| DOCUMENT EXCERPT |
It can be used as a seat for anything your working on that is close to the ground.

Upgrades

You can do a few upgrades to this project - by doing a 3rd layer of wood supporting the wheels - just use the holesaw to cut through the extra thickness. This will recess the wheels further and get you even closer to the floor. Also some black vinyl would have been great to finish off things as it is easier to keep clean.

Supplies

Materials

  1. Piece of ply/chip board approx 105cm x 34cm - you can make your own custom size to suit.
  2. Pivot wheels that rotate 360 degrees , they will need to be strong enough to support your weight. I used 4 x 25kg castors with 4 screw plate system.
  3. Screws of various lengths 25mm, 35mm and 55mm depending of your wood thickness.
  4. Staples of various lengths 6mm, 8mm and 10mm.

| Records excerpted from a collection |

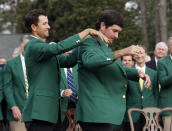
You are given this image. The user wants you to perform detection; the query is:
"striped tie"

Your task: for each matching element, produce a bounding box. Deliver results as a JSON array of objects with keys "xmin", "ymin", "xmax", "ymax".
[{"xmin": 67, "ymin": 68, "xmax": 77, "ymax": 103}]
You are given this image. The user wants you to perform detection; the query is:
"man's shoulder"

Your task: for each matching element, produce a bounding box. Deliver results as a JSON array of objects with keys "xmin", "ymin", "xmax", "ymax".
[{"xmin": 7, "ymin": 55, "xmax": 20, "ymax": 64}]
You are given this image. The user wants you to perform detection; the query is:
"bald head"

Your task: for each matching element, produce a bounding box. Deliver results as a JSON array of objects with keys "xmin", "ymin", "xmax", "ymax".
[{"xmin": 154, "ymin": 42, "xmax": 168, "ymax": 60}]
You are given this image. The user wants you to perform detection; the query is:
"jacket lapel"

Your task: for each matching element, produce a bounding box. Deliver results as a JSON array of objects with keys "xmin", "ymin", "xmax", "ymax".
[
  {"xmin": 15, "ymin": 55, "xmax": 25, "ymax": 89},
  {"xmin": 60, "ymin": 68, "xmax": 68, "ymax": 89}
]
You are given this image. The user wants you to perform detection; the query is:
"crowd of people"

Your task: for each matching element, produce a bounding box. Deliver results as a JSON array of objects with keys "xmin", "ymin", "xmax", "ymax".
[{"xmin": 0, "ymin": 9, "xmax": 172, "ymax": 131}]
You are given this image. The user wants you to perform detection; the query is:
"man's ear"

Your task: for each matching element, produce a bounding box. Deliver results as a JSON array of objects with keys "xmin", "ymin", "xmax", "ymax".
[
  {"xmin": 31, "ymin": 24, "xmax": 36, "ymax": 32},
  {"xmin": 100, "ymin": 22, "xmax": 106, "ymax": 31}
]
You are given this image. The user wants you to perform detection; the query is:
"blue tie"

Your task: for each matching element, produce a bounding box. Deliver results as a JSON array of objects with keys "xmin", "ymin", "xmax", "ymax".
[{"xmin": 67, "ymin": 68, "xmax": 77, "ymax": 103}]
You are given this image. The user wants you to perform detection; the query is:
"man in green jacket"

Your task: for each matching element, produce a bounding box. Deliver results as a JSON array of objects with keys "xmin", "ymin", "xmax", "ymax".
[
  {"xmin": 23, "ymin": 9, "xmax": 108, "ymax": 131},
  {"xmin": 76, "ymin": 10, "xmax": 150, "ymax": 131},
  {"xmin": 4, "ymin": 36, "xmax": 29, "ymax": 131}
]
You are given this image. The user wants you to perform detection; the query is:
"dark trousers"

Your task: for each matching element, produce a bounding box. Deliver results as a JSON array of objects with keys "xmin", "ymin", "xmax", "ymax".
[
  {"xmin": 79, "ymin": 122, "xmax": 113, "ymax": 131},
  {"xmin": 61, "ymin": 100, "xmax": 76, "ymax": 131},
  {"xmin": 28, "ymin": 120, "xmax": 56, "ymax": 131}
]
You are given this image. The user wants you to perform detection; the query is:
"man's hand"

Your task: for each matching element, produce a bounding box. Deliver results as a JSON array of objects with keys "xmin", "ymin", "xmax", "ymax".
[
  {"xmin": 11, "ymin": 106, "xmax": 22, "ymax": 121},
  {"xmin": 138, "ymin": 70, "xmax": 151, "ymax": 88},
  {"xmin": 114, "ymin": 45, "xmax": 140, "ymax": 59},
  {"xmin": 62, "ymin": 89, "xmax": 72, "ymax": 97},
  {"xmin": 79, "ymin": 29, "xmax": 110, "ymax": 43}
]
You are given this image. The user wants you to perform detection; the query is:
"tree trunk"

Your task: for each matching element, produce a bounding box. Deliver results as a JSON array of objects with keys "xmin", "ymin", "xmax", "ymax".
[
  {"xmin": 159, "ymin": 0, "xmax": 167, "ymax": 42},
  {"xmin": 140, "ymin": 0, "xmax": 149, "ymax": 48},
  {"xmin": 155, "ymin": 0, "xmax": 161, "ymax": 43}
]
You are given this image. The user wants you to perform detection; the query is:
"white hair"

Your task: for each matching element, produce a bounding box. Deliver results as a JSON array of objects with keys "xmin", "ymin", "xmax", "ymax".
[
  {"xmin": 168, "ymin": 37, "xmax": 172, "ymax": 46},
  {"xmin": 155, "ymin": 41, "xmax": 167, "ymax": 52}
]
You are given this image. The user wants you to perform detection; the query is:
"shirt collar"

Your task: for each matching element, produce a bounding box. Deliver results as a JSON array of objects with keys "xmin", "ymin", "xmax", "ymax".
[{"xmin": 135, "ymin": 64, "xmax": 146, "ymax": 73}]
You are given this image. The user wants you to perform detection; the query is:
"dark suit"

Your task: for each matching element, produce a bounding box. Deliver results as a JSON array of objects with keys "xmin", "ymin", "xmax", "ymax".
[
  {"xmin": 60, "ymin": 66, "xmax": 78, "ymax": 121},
  {"xmin": 60, "ymin": 65, "xmax": 78, "ymax": 130},
  {"xmin": 23, "ymin": 35, "xmax": 81, "ymax": 130},
  {"xmin": 76, "ymin": 37, "xmax": 138, "ymax": 130},
  {"xmin": 146, "ymin": 59, "xmax": 157, "ymax": 70}
]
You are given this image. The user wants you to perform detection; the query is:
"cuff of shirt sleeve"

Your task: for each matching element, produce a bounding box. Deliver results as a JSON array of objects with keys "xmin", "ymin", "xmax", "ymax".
[{"xmin": 60, "ymin": 90, "xmax": 64, "ymax": 97}]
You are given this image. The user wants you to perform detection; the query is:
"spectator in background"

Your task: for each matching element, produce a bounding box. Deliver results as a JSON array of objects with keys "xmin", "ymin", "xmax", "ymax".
[
  {"xmin": 123, "ymin": 47, "xmax": 159, "ymax": 131},
  {"xmin": 121, "ymin": 55, "xmax": 134, "ymax": 67},
  {"xmin": 157, "ymin": 37, "xmax": 172, "ymax": 131},
  {"xmin": 146, "ymin": 42, "xmax": 168, "ymax": 70},
  {"xmin": 0, "ymin": 56, "xmax": 6, "ymax": 68}
]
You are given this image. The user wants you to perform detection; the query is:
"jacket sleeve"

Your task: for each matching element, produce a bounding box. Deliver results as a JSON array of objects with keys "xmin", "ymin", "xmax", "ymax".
[
  {"xmin": 25, "ymin": 35, "xmax": 82, "ymax": 61},
  {"xmin": 4, "ymin": 61, "xmax": 16, "ymax": 109}
]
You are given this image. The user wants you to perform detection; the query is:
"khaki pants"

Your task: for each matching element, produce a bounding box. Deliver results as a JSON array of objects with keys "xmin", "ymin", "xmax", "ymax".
[
  {"xmin": 9, "ymin": 121, "xmax": 27, "ymax": 131},
  {"xmin": 162, "ymin": 115, "xmax": 172, "ymax": 131}
]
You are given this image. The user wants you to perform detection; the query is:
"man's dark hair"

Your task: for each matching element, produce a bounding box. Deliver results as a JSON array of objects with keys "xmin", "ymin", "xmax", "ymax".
[
  {"xmin": 24, "ymin": 9, "xmax": 47, "ymax": 32},
  {"xmin": 96, "ymin": 10, "xmax": 124, "ymax": 30},
  {"xmin": 121, "ymin": 55, "xmax": 134, "ymax": 61}
]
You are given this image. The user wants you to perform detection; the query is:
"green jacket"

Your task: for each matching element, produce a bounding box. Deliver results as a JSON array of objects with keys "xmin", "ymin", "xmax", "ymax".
[
  {"xmin": 60, "ymin": 65, "xmax": 78, "ymax": 121},
  {"xmin": 4, "ymin": 56, "xmax": 26, "ymax": 120},
  {"xmin": 0, "ymin": 67, "xmax": 3, "ymax": 120},
  {"xmin": 125, "ymin": 67, "xmax": 159, "ymax": 122},
  {"xmin": 157, "ymin": 56, "xmax": 172, "ymax": 115},
  {"xmin": 23, "ymin": 35, "xmax": 81, "ymax": 123},
  {"xmin": 76, "ymin": 37, "xmax": 138, "ymax": 125}
]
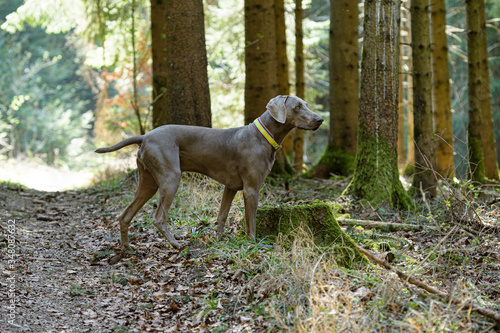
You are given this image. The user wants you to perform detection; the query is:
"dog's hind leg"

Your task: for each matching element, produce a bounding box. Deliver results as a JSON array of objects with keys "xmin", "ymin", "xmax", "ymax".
[
  {"xmin": 118, "ymin": 159, "xmax": 158, "ymax": 250},
  {"xmin": 217, "ymin": 186, "xmax": 237, "ymax": 240},
  {"xmin": 154, "ymin": 170, "xmax": 181, "ymax": 249}
]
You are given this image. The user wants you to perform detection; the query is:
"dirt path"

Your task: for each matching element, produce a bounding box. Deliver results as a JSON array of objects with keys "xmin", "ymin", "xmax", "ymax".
[
  {"xmin": 0, "ymin": 174, "xmax": 500, "ymax": 333},
  {"xmin": 0, "ymin": 183, "xmax": 272, "ymax": 332}
]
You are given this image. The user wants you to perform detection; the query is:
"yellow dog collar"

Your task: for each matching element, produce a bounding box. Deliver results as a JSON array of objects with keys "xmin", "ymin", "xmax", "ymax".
[{"xmin": 252, "ymin": 117, "xmax": 281, "ymax": 150}]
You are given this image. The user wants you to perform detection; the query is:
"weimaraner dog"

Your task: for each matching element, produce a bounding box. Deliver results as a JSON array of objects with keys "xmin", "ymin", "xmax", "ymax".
[{"xmin": 96, "ymin": 96, "xmax": 323, "ymax": 250}]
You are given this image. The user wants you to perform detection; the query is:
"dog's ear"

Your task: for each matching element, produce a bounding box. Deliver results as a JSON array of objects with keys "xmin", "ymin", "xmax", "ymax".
[{"xmin": 266, "ymin": 95, "xmax": 288, "ymax": 124}]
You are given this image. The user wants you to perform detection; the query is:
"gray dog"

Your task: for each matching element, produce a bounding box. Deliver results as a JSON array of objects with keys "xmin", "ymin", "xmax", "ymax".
[{"xmin": 96, "ymin": 96, "xmax": 323, "ymax": 250}]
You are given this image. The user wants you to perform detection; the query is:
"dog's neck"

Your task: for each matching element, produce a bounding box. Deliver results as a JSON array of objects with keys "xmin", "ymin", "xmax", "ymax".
[{"xmin": 260, "ymin": 111, "xmax": 293, "ymax": 145}]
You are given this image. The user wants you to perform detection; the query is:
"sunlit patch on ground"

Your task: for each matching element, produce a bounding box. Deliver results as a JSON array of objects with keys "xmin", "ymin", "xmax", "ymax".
[{"xmin": 0, "ymin": 160, "xmax": 94, "ymax": 191}]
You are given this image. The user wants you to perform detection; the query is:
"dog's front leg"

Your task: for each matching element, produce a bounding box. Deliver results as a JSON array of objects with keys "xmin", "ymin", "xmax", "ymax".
[
  {"xmin": 243, "ymin": 186, "xmax": 260, "ymax": 239},
  {"xmin": 217, "ymin": 186, "xmax": 237, "ymax": 240}
]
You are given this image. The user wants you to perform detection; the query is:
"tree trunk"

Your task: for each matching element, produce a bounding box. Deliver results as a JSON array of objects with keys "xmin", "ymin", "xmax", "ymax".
[
  {"xmin": 165, "ymin": 0, "xmax": 212, "ymax": 127},
  {"xmin": 465, "ymin": 0, "xmax": 486, "ymax": 182},
  {"xmin": 401, "ymin": 4, "xmax": 415, "ymax": 176},
  {"xmin": 274, "ymin": 0, "xmax": 290, "ymax": 95},
  {"xmin": 398, "ymin": 59, "xmax": 406, "ymax": 169},
  {"xmin": 411, "ymin": 0, "xmax": 436, "ymax": 197},
  {"xmin": 245, "ymin": 0, "xmax": 278, "ymax": 124},
  {"xmin": 313, "ymin": 0, "xmax": 359, "ymax": 178},
  {"xmin": 151, "ymin": 0, "xmax": 167, "ymax": 128},
  {"xmin": 271, "ymin": 0, "xmax": 295, "ymax": 174},
  {"xmin": 431, "ymin": 0, "xmax": 455, "ymax": 178},
  {"xmin": 349, "ymin": 0, "xmax": 412, "ymax": 208},
  {"xmin": 293, "ymin": 0, "xmax": 306, "ymax": 172},
  {"xmin": 479, "ymin": 0, "xmax": 500, "ymax": 181}
]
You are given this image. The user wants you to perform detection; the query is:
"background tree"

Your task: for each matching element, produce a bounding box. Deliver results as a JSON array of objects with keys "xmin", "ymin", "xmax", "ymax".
[
  {"xmin": 431, "ymin": 0, "xmax": 455, "ymax": 178},
  {"xmin": 313, "ymin": 0, "xmax": 359, "ymax": 178},
  {"xmin": 271, "ymin": 0, "xmax": 295, "ymax": 174},
  {"xmin": 0, "ymin": 1, "xmax": 95, "ymax": 166},
  {"xmin": 349, "ymin": 0, "xmax": 412, "ymax": 208},
  {"xmin": 165, "ymin": 0, "xmax": 210, "ymax": 127},
  {"xmin": 411, "ymin": 0, "xmax": 436, "ymax": 196},
  {"xmin": 478, "ymin": 0, "xmax": 500, "ymax": 181},
  {"xmin": 245, "ymin": 0, "xmax": 278, "ymax": 124},
  {"xmin": 151, "ymin": 0, "xmax": 167, "ymax": 127},
  {"xmin": 465, "ymin": 0, "xmax": 486, "ymax": 182},
  {"xmin": 293, "ymin": 0, "xmax": 306, "ymax": 172}
]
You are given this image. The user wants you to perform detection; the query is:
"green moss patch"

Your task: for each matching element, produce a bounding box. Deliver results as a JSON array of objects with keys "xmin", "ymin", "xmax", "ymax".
[
  {"xmin": 307, "ymin": 145, "xmax": 356, "ymax": 179},
  {"xmin": 257, "ymin": 200, "xmax": 366, "ymax": 267}
]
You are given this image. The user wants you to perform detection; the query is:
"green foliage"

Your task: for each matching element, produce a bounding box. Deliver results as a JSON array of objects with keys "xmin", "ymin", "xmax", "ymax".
[
  {"xmin": 0, "ymin": 22, "xmax": 94, "ymax": 164},
  {"xmin": 346, "ymin": 126, "xmax": 414, "ymax": 209}
]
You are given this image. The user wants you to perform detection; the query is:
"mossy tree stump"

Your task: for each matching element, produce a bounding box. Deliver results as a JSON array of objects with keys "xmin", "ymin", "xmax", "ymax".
[{"xmin": 257, "ymin": 200, "xmax": 367, "ymax": 267}]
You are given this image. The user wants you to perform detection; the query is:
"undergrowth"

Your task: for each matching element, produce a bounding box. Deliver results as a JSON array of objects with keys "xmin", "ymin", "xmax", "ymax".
[{"xmin": 92, "ymin": 170, "xmax": 500, "ymax": 332}]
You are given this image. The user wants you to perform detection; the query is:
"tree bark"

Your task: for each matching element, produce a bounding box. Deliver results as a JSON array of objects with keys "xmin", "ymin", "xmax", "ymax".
[
  {"xmin": 465, "ymin": 0, "xmax": 486, "ymax": 183},
  {"xmin": 313, "ymin": 0, "xmax": 359, "ymax": 178},
  {"xmin": 271, "ymin": 0, "xmax": 295, "ymax": 174},
  {"xmin": 293, "ymin": 0, "xmax": 306, "ymax": 172},
  {"xmin": 245, "ymin": 0, "xmax": 278, "ymax": 124},
  {"xmin": 165, "ymin": 0, "xmax": 212, "ymax": 127},
  {"xmin": 431, "ymin": 0, "xmax": 455, "ymax": 178},
  {"xmin": 411, "ymin": 0, "xmax": 436, "ymax": 197},
  {"xmin": 329, "ymin": 0, "xmax": 359, "ymax": 156},
  {"xmin": 151, "ymin": 0, "xmax": 167, "ymax": 128},
  {"xmin": 348, "ymin": 0, "xmax": 413, "ymax": 208},
  {"xmin": 479, "ymin": 0, "xmax": 500, "ymax": 181}
]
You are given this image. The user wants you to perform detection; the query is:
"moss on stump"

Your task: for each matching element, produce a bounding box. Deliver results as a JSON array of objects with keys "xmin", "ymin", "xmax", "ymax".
[{"xmin": 257, "ymin": 200, "xmax": 367, "ymax": 267}]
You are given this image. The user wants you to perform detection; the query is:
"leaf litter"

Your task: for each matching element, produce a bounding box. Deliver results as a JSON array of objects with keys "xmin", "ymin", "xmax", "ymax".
[{"xmin": 0, "ymin": 175, "xmax": 500, "ymax": 332}]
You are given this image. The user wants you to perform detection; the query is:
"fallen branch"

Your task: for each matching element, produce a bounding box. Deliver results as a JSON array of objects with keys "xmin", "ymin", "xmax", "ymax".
[
  {"xmin": 356, "ymin": 246, "xmax": 500, "ymax": 327},
  {"xmin": 337, "ymin": 218, "xmax": 438, "ymax": 231}
]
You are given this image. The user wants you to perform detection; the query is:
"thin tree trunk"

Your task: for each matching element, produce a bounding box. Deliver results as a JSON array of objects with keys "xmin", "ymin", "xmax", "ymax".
[
  {"xmin": 271, "ymin": 0, "xmax": 295, "ymax": 173},
  {"xmin": 411, "ymin": 0, "xmax": 436, "ymax": 197},
  {"xmin": 479, "ymin": 0, "xmax": 500, "ymax": 181},
  {"xmin": 312, "ymin": 0, "xmax": 359, "ymax": 178},
  {"xmin": 349, "ymin": 0, "xmax": 412, "ymax": 208},
  {"xmin": 293, "ymin": 0, "xmax": 306, "ymax": 172},
  {"xmin": 245, "ymin": 0, "xmax": 278, "ymax": 124},
  {"xmin": 401, "ymin": 0, "xmax": 415, "ymax": 171},
  {"xmin": 165, "ymin": 0, "xmax": 212, "ymax": 127},
  {"xmin": 130, "ymin": 0, "xmax": 146, "ymax": 135},
  {"xmin": 151, "ymin": 0, "xmax": 167, "ymax": 128},
  {"xmin": 465, "ymin": 0, "xmax": 486, "ymax": 182},
  {"xmin": 329, "ymin": 0, "xmax": 359, "ymax": 156},
  {"xmin": 431, "ymin": 0, "xmax": 455, "ymax": 178},
  {"xmin": 398, "ymin": 59, "xmax": 406, "ymax": 168}
]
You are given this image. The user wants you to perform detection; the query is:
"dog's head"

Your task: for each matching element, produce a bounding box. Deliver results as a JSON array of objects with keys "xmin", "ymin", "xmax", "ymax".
[{"xmin": 267, "ymin": 95, "xmax": 323, "ymax": 131}]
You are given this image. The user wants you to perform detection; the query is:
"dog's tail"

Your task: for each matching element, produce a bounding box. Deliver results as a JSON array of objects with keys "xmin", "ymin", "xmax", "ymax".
[{"xmin": 95, "ymin": 135, "xmax": 144, "ymax": 154}]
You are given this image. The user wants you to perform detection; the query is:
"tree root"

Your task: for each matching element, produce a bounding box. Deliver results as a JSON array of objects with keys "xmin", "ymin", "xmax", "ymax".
[{"xmin": 356, "ymin": 246, "xmax": 500, "ymax": 328}]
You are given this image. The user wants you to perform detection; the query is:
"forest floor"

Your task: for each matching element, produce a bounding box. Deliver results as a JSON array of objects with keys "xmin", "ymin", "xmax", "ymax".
[{"xmin": 0, "ymin": 173, "xmax": 500, "ymax": 332}]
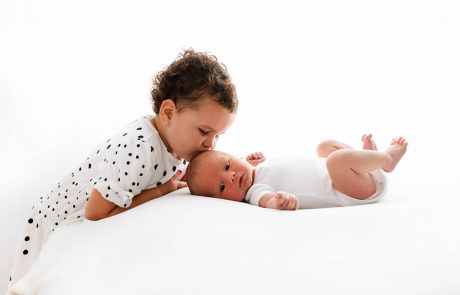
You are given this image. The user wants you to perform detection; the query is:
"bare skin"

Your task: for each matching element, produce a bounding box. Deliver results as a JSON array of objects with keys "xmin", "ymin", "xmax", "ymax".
[{"xmin": 326, "ymin": 135, "xmax": 408, "ymax": 199}]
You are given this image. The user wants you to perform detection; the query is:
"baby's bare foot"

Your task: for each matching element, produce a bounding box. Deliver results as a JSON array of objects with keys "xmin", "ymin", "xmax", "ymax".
[
  {"xmin": 361, "ymin": 134, "xmax": 377, "ymax": 151},
  {"xmin": 382, "ymin": 137, "xmax": 408, "ymax": 173}
]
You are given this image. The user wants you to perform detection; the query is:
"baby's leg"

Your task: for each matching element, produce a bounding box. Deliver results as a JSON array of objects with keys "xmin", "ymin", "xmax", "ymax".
[
  {"xmin": 316, "ymin": 140, "xmax": 352, "ymax": 158},
  {"xmin": 326, "ymin": 138, "xmax": 407, "ymax": 199}
]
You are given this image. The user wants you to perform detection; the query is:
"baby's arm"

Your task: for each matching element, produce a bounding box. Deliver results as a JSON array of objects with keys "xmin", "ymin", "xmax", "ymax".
[
  {"xmin": 85, "ymin": 173, "xmax": 187, "ymax": 221},
  {"xmin": 259, "ymin": 192, "xmax": 299, "ymax": 210},
  {"xmin": 246, "ymin": 152, "xmax": 265, "ymax": 167}
]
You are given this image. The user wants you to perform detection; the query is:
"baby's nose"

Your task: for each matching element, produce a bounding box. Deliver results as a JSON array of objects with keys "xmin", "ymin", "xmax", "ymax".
[{"xmin": 228, "ymin": 171, "xmax": 235, "ymax": 184}]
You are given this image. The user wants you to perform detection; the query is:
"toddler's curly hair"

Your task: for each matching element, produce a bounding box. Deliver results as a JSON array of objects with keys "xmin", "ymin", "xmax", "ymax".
[{"xmin": 151, "ymin": 49, "xmax": 238, "ymax": 114}]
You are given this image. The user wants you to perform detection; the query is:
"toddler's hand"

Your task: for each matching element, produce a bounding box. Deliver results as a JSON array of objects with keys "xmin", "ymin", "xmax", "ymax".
[
  {"xmin": 267, "ymin": 192, "xmax": 299, "ymax": 210},
  {"xmin": 246, "ymin": 152, "xmax": 265, "ymax": 167},
  {"xmin": 159, "ymin": 170, "xmax": 187, "ymax": 195}
]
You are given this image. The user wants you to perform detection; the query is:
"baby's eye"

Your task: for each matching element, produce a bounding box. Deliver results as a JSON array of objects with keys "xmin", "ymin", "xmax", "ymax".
[{"xmin": 198, "ymin": 128, "xmax": 209, "ymax": 135}]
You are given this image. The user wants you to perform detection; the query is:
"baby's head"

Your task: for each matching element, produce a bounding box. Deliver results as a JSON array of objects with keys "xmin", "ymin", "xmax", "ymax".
[{"xmin": 186, "ymin": 150, "xmax": 254, "ymax": 202}]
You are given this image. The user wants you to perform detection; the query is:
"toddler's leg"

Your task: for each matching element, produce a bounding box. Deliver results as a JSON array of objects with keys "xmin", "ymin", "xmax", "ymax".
[
  {"xmin": 316, "ymin": 140, "xmax": 352, "ymax": 158},
  {"xmin": 326, "ymin": 137, "xmax": 407, "ymax": 199}
]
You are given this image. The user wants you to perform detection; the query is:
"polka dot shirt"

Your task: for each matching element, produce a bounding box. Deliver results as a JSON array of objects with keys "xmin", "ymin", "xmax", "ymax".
[{"xmin": 34, "ymin": 116, "xmax": 187, "ymax": 228}]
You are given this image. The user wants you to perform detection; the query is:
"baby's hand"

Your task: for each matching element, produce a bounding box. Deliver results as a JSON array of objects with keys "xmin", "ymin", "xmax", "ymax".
[
  {"xmin": 267, "ymin": 192, "xmax": 299, "ymax": 210},
  {"xmin": 246, "ymin": 152, "xmax": 265, "ymax": 167},
  {"xmin": 159, "ymin": 170, "xmax": 187, "ymax": 195}
]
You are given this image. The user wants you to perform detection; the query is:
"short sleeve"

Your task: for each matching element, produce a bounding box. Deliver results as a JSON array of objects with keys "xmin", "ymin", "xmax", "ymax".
[{"xmin": 91, "ymin": 140, "xmax": 155, "ymax": 208}]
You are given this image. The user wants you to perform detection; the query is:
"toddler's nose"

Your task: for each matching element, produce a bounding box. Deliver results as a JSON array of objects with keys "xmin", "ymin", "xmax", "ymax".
[{"xmin": 227, "ymin": 171, "xmax": 235, "ymax": 184}]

| WHAT TO DO |
[1] Identify every line in the records that contains the string "patch", treating uppercase and lowercase as distinct, and copy each such line.
[2] Extend the wheeled-board project text, picking up immediately after its final line.
The wheeled-board project text and the records originate from unrelated sources.

| THE RESPONSES |
[1]
"sunlit patch on ground"
"green moss patch"

[2]
  5. Scraps of foam, upholstery foam, packing foam and old wadding pillow.
  6. Finish material of your choice - a large piece vinyl / fake leather or in my case I recycled a pair of jeans and a t-shirt.
  7. Packing Tape to get
  8. Shoe glue - be careful that it does not react with your foam - do a test on scrap.


Tools.

  1. Circular Saw to cut the panel.
  2. Hole saw to countersink wheels.
  3. Drill with screw driver tip.
  4. Jigsaw to round off panel.
  5. Electric staple gun for upholstery.
  6. Scissors
  7. Stanley knife/blades
  8. Hammer to drive home staples if needed.
  9. Small flat head screwdriver and pliers to remove staples as needed.
  10. Router to round off edges - optional

Working Out Your Position Then Cutting the Wood.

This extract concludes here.